Excerpted passage

Once you've registered with the site and paid your money, you get the opportunity to participate in a number of surveys (around 40, at the moment) which, even if they don't spell it out without a trip to the extensive FAQs, look very much like the sort of thing you'd use for GWAS. Topics range from medical history to physical appearance (is my lower back really hairy?), the ability to recognise people's mood from their expression (turns out my poor social skills probably aren't due to being on the autistic spectrum), to family history of Parkinson's. Some are more successful than others; the skin colour survey is clearly dependent on the ability of your monitor to render colour faithfully, for example.
On the whole, the surveys are about as much fun as those on YouGov, and seem a bit more professional than the ones in, say, Grazia. Not that I read Grazia - their surveys may well make the Office of National Statistics weep with envy - but you know what I mean. The surveys seem to be voluntary, so if you're not comfortable with sharing, you don't have to.
|"The Book of Life"
The analysis process is chip-based. 23andMe state that they have a custom SNP (single nucleotide polymorphism - a single base change in the DNA) chip, from the Illumina OmniExpress Plus family. These kinds of chips, rather than sequencing your DNA, identify where single bases in your DNA differ from those in a predefined set of regions of DNA. Of course, the nature of that set is important and, since 23andMe have a custom chip, it's not explicit up front which regions are being analysed. The nature of the service suggests that the focus of these regions is on health issues and heredity. So what you can expect to get back, in exchange for your spit and almost $300, is a long list of regions in your DNA, their base sequences, and whether your base sequence in particular has previously been associated with some health issue, or particular ancestry.

Listed entries
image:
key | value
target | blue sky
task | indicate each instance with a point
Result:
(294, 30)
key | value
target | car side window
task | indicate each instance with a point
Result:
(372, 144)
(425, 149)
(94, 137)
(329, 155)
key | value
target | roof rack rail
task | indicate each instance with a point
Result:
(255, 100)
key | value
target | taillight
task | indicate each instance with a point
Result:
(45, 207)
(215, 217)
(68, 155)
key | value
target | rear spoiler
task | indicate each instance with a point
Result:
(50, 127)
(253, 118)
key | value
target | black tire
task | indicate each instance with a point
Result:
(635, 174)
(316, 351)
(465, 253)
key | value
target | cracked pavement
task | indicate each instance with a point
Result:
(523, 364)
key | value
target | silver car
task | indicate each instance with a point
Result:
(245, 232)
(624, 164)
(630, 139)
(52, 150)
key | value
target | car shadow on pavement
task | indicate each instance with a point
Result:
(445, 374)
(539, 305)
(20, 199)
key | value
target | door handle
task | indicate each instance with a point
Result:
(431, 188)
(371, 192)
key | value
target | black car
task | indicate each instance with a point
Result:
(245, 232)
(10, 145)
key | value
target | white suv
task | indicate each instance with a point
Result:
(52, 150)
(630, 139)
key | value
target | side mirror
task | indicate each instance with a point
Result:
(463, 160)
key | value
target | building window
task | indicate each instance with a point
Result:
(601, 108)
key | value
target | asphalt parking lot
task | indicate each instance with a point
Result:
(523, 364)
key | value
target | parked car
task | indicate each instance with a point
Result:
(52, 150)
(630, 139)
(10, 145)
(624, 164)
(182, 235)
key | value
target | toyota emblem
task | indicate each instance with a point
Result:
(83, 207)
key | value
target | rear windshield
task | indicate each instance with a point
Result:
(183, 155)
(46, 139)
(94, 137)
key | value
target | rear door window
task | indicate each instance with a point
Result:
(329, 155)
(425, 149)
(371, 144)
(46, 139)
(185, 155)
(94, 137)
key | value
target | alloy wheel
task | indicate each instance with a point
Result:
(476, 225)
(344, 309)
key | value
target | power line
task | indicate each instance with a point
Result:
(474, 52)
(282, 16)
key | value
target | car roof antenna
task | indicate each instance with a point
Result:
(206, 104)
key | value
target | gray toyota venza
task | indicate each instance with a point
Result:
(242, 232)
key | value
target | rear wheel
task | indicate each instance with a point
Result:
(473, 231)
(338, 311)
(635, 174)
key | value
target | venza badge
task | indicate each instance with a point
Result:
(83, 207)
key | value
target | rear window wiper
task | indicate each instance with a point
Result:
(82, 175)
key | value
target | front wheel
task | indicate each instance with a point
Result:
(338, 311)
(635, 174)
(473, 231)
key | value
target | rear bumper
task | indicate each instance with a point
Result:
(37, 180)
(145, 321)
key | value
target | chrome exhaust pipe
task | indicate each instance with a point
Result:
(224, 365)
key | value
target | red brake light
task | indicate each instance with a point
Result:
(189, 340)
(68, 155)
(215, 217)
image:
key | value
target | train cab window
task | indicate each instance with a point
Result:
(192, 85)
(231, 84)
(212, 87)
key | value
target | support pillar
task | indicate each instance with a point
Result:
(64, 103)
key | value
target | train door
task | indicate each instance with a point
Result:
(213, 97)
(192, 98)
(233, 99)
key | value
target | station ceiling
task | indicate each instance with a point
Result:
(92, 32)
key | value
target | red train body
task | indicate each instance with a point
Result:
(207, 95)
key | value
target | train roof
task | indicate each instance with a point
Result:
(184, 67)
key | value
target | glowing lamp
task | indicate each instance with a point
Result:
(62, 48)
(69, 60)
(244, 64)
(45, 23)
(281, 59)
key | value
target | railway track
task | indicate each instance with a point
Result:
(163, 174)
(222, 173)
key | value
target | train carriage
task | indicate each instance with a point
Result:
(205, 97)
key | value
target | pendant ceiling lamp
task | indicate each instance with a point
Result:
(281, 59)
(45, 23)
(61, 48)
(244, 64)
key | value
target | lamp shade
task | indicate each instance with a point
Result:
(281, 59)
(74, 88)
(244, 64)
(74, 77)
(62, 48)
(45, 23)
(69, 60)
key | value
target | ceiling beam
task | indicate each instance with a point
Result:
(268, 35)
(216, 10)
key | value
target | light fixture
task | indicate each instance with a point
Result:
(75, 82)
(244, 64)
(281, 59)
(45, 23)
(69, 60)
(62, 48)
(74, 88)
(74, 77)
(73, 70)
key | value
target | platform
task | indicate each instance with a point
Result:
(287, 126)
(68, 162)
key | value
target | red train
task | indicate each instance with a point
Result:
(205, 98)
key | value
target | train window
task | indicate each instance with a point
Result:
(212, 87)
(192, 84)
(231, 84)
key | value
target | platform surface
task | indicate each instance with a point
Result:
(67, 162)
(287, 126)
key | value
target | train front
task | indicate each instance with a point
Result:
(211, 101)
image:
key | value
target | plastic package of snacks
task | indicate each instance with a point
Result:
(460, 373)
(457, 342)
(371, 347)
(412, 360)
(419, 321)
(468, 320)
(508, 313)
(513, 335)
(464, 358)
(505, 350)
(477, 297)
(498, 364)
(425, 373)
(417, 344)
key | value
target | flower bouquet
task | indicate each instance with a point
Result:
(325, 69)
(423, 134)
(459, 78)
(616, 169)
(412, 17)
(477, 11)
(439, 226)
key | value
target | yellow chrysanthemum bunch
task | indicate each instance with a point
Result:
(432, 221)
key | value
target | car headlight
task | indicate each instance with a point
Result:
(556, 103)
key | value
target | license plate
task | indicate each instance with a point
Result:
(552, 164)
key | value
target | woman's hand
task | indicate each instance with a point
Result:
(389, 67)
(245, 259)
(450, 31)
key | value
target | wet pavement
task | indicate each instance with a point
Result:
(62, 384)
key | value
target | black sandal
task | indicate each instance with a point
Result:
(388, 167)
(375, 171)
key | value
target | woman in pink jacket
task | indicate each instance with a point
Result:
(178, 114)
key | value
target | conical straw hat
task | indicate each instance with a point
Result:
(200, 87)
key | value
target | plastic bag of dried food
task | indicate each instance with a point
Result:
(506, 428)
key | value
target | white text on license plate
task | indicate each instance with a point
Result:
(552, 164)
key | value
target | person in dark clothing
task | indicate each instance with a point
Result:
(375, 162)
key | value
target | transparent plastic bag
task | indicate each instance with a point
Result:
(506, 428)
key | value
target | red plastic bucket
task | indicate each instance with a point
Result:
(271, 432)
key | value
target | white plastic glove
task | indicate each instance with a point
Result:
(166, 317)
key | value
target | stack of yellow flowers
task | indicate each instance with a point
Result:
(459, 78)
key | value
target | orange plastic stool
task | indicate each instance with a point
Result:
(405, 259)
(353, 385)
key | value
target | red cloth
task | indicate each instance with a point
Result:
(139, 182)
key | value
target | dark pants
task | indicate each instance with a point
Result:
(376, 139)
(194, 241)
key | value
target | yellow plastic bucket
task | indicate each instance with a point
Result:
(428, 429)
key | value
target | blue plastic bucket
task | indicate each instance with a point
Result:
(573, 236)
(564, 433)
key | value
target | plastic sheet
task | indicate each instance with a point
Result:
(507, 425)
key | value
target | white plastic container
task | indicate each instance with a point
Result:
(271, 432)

What is being asked
Please write what comes next in the account of trying 23andMe's genetic testing service, starting after its last sentence.

Result
Obviously, interpreting this kind of data is difficult, and one of the key services 23andMe provide is that interpretation. These are given as headline names (e.g. 'Psoriasis') with a confidence level indicated with stars (these indicate a subjective assessment of the quality of research supporting the association), a population percentage risk, the percentage risk associated with your genotype, and the ratio of your risk:population risk. Clicking on the headline link takes you to a page that describes the health issue, an estimate of heritability and the trade-offs between environment and genetics for that issue, a description of the genetic markers and their expected effects, and links to the primary literature. Results are divided into elevated, decreased, and typical risk classes. It looks like the interpretations are updated over time.
But if 23andMe were only offering the genotyping and interpretation, I wouldn't have been as interested, and probably wouldn't have signed up. However, they also allow you to download the raw data from your sample. This comes as a large-ish (25MB or so, listing 950,000 SNPs) plain text file in tab-separated format, indicating the SNP identifier, the chromosome, location on that chromosome, and the SNP call on the forward strand:
rs4477212 1 72017 AA
rs3094315 1 742429 AA
rs3131972 1 742584 GG
rs12124819 1 766409 AA
rs11240777 1 788822 AG
rs6681049 1 789870 CC
rs4970383 1 828418 CC
rs4475691 1 836671 CT
rs7537756 1 844113 AG
rs13302982 1 851671 GG
(not my data - this is one of the example files)
Human genome builds are publicly-available so, with this data, mapping SNPs and investigating my own genome - to a limited extent - becomes feasible. Now I just have to sit back, and wait for the spit-tube to arrive.